» **EXTRACTED INFORMATION**

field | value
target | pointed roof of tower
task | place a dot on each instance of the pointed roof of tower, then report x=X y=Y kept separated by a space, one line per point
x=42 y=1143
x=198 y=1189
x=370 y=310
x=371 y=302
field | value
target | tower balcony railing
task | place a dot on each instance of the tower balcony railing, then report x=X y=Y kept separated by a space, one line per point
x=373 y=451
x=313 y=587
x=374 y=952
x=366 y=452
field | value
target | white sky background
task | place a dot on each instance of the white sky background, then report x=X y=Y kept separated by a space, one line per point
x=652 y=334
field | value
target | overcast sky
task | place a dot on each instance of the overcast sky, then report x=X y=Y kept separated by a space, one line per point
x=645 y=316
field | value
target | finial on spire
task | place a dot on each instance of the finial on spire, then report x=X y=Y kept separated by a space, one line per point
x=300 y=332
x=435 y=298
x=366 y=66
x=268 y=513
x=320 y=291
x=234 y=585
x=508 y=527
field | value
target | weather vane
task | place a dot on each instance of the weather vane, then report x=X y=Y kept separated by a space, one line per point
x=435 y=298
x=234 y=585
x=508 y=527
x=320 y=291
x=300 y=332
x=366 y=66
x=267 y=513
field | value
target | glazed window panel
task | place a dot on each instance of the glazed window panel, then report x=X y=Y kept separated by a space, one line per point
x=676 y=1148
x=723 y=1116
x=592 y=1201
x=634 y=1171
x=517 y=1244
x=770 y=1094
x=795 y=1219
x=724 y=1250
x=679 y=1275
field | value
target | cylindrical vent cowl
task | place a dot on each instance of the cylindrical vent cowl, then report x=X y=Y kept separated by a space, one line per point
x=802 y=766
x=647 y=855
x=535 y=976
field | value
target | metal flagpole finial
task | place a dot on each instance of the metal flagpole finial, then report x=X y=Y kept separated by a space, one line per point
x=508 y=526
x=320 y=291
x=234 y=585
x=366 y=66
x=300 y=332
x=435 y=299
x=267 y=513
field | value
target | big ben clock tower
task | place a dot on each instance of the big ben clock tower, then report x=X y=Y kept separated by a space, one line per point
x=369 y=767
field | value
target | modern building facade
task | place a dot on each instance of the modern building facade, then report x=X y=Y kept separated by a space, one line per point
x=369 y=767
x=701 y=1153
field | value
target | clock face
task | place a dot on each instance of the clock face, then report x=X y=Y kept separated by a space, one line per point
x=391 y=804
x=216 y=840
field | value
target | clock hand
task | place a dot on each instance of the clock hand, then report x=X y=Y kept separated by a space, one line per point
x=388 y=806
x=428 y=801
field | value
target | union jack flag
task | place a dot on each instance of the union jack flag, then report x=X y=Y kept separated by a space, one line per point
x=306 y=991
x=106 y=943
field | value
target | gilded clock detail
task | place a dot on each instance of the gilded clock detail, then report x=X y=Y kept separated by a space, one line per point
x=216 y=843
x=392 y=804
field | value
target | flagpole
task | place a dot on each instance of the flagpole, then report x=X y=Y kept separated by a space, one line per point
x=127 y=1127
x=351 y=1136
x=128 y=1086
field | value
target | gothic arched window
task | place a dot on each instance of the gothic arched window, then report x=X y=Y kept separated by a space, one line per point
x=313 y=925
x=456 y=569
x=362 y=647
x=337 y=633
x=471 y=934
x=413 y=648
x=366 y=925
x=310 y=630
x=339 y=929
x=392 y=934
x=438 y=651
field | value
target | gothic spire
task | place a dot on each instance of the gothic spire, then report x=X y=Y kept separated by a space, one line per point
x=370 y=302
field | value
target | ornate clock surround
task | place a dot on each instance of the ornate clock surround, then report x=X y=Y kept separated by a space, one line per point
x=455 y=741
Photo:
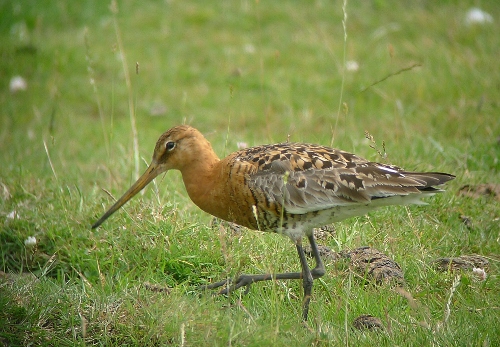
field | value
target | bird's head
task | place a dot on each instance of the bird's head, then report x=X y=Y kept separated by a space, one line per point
x=177 y=149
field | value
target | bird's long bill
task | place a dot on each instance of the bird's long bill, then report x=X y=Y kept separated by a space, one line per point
x=152 y=171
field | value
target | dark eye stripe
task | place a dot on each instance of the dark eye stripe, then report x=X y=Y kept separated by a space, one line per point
x=170 y=145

» **AIM**
Starting at the top of the entries and ending at the line with "x=366 y=452", write out every line again, each entry's own wording included. Multiply each x and y coordinate in the answers by 1.65 and round to whole numbers, with halves going up.

» **RESULT OF THIS EXERCISE**
field | value
target | pointed roof of tower
task | place a dot on each instance of the pointed roof of tower, then report x=X y=Y kept separated by a space, one line per point
x=69 y=1886
x=327 y=1962
x=611 y=512
x=612 y=498
field | value
target | tower balcony railing
task | place a dot on each instance of the tower balcony railing, then report x=X y=Y kept separated by a space, one line per point
x=615 y=744
x=516 y=969
x=617 y=1571
x=604 y=746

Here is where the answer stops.